Dataset items →
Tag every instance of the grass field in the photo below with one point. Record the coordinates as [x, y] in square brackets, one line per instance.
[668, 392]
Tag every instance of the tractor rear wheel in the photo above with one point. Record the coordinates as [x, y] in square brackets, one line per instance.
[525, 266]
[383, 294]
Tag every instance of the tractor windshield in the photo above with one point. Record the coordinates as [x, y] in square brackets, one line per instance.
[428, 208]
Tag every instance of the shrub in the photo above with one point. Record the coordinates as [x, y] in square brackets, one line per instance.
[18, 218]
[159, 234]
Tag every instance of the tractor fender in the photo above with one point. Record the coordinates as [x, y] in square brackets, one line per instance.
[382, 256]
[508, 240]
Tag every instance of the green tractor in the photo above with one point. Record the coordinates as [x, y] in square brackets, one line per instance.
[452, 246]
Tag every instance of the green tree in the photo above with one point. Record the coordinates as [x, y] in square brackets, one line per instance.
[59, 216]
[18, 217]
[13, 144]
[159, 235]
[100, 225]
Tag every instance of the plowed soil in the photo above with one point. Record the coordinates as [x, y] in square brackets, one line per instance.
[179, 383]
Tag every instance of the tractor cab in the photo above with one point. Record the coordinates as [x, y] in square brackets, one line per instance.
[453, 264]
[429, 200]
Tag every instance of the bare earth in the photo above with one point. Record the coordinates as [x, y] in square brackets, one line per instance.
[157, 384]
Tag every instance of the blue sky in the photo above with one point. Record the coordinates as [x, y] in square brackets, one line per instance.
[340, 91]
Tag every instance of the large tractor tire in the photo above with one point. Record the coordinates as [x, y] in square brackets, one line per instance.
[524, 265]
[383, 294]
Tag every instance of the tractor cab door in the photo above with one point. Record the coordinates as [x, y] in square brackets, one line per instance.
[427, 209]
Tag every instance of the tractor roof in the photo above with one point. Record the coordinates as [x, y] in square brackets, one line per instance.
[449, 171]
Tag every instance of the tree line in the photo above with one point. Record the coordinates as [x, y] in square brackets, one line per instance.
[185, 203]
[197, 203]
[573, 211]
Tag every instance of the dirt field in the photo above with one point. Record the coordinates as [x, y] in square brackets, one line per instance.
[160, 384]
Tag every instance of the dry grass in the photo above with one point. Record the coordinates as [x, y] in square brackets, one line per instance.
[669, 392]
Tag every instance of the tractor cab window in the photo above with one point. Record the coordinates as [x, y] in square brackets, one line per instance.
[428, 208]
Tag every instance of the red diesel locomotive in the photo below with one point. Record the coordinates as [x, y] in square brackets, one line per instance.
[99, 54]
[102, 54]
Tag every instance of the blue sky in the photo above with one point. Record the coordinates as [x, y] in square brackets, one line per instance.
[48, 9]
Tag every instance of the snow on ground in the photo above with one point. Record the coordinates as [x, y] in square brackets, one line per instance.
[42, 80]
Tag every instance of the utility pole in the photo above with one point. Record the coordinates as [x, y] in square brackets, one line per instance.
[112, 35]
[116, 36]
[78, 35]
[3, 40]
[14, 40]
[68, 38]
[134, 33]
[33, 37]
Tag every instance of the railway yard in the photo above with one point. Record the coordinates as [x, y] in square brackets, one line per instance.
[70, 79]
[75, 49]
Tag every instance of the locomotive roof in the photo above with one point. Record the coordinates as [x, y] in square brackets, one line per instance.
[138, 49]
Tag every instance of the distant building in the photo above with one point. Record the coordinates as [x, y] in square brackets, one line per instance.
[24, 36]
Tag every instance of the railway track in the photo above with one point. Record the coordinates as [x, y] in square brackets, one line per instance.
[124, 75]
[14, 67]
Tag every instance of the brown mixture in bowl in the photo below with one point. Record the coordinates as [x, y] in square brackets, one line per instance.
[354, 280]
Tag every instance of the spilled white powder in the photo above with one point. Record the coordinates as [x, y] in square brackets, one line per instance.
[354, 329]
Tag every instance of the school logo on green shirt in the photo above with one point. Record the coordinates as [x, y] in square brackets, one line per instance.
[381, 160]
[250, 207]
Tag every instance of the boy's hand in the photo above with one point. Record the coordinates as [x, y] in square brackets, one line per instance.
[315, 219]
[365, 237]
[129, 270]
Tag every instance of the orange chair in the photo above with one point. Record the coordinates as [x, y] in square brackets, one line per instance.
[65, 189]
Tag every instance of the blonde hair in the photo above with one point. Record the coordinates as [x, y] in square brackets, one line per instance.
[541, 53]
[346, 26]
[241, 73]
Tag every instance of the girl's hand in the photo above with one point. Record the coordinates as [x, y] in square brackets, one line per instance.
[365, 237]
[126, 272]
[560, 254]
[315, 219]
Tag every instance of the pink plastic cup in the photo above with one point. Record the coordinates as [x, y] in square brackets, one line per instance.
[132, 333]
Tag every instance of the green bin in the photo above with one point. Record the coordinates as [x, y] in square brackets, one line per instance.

WHAT YOU ARE ASKED TO DO → Take the lines above and print them exactly.

OUTPUT BELOW →
Tag every instance of the grass field in the photo below with one point. Record the coordinates as [x, y] in square brackets, one line per instance.
[668, 392]
Tag every instance of the tractor rear wheel in the photo above with one point. Record the coordinates as [x, y] in square brackets, one line per instance.
[525, 266]
[383, 294]
Tag every instance of the tractor windshield in the photo above with one point. Record the coordinates as [x, y] in square brackets, one line per instance.
[428, 208]
Tag every instance of the shrub in the photo above with one point. Record the coordinates as [x, y] in square brackets, one line per instance.
[18, 218]
[159, 234]
Tag every instance of the tractor fender in the photo above with one point. Record the coordinates as [x, y] in square brackets, one line per instance.
[382, 256]
[508, 240]
Tag every instance of the green tractor in the photo above with one point. Record the coordinates as [x, y] in square brackets, one line per instance.
[452, 246]
Tag every instance of the green tree in the photo above with one point. Record the coordinates as [x, y] in square brackets, one line per instance.
[59, 216]
[18, 217]
[13, 144]
[159, 235]
[100, 225]
Tag every instance of the plowed soil in the photo above with one point. Record the coordinates as [x, y] in square brackets, one line per instance.
[179, 383]
Tag every instance of the tractor cab in the photo above with one point. Record the coordinates as [x, y] in square brackets, one line per instance.
[453, 264]
[429, 200]
Tag every instance of the bare earth in the photo above with one point. Record the coordinates as [x, y] in square brackets, one line per instance.
[157, 384]
Tag every instance of the blue sky in the photo above with one point. Record the coordinates as [x, y] in square brackets, one line per instance.
[340, 91]
Tag every instance of the large tractor tire in the photo above with one point. Record the coordinates as [x, y] in square brackets, one line per instance.
[524, 265]
[383, 294]
Tag every instance of the tractor cab door in the photo above with one point. Record the coordinates as [x, y] in square brackets, one line per instance.
[427, 209]
Tag every instance of the tractor roof in the photo above with one point. Record the coordinates as [x, y] in square brackets, one line per instance.
[449, 171]
Tag every instance of the tree line in the photo above with one point. Record the coordinates as [x, y] in square brackets, one line per instance.
[185, 203]
[197, 203]
[573, 211]
Tag every instance of the dirt field in the photo above with one point. Record the coordinates as [x, y] in square brackets, one line per instance.
[160, 384]
Tag every instance of the dry grass in the photo above with one point. Record the coordinates as [x, y] in square brackets, one line per instance.
[669, 392]
Tag every instance of the tractor cab window in the photo above with one point. Record the coordinates as [x, y] in square brackets, one line per instance.
[428, 208]
Tag every instance of the red diesel locomotive in the photo below with one point. Record the coordinates as [x, y] in square brackets, one line per instance.
[99, 54]
[102, 54]
Tag every instance of the blue sky in the photo above with one point. Record the coordinates as [x, y] in square brackets, one line per instance.
[48, 9]
Tag every instance of the snow on ground in the photo above with one point. Record the coordinates as [x, y] in square brackets, one line per instance.
[42, 80]
Tag every instance of the utility pole in the photo above with one point. Record the coordinates as [x, y] in square brackets, one line per instance.
[112, 35]
[116, 36]
[78, 35]
[3, 40]
[14, 40]
[68, 38]
[134, 33]
[33, 37]
Tag every instance of the railway yard in the photo above with one point. Record the coordinates as [x, y] in square brackets, one line per instance.
[70, 79]
[75, 49]
Tag every instance of the locomotive roof in the photo above with one point. Record the coordinates as [x, y] in square brackets, one line per instance.
[138, 49]
Tag every instance of the distant building in the photo above with one point. Record the coordinates as [x, y] in square brackets, one line per instance.
[24, 36]
Tag every instance of the railway track in the photo above with one point. Record the coordinates as [x, y] in square brackets, one line per instance.
[124, 75]
[14, 67]
Tag every instance of the brown mixture in bowl in the photo below with one point. Record the coordinates as [x, y] in square brackets, one line per instance.
[354, 280]
Tag every instance of the spilled white powder in the photo above with one point. Record the coordinates as [x, y] in square brackets, one line per instance.
[354, 329]
Tag every instance of the school logo on green shirt in the photo above with one point. Record the coordinates as [x, y] in square brackets, one line per instance.
[381, 160]
[250, 207]
Tag every instance of the boy's hand in the photo above with one point. Record the coordinates as [x, y] in square brackets, one line per instance.
[315, 219]
[365, 237]
[129, 270]
Tag every instance of the orange chair in the photo above with one point. Record the coordinates as [x, y] in square brackets, one line per instance.
[65, 189]
Tag every instance of the blonde hair in the photo above with one point. Record the coordinates as [x, y] in square brackets, one line per instance.
[541, 53]
[346, 26]
[241, 73]
Tag every instance of the girl's hand in the photo above with one point. Record the coordinates as [x, y] in square brackets, one line per instance.
[365, 237]
[126, 272]
[560, 254]
[315, 219]
Tag every instance of the pink plastic cup in the photo above with one point. Record the coordinates as [x, y] in square brackets, one line per instance.
[132, 333]
Tag every instance of the green bin in the photo above with one point. Record the coordinates as [x, y] in square brackets, one line per instance.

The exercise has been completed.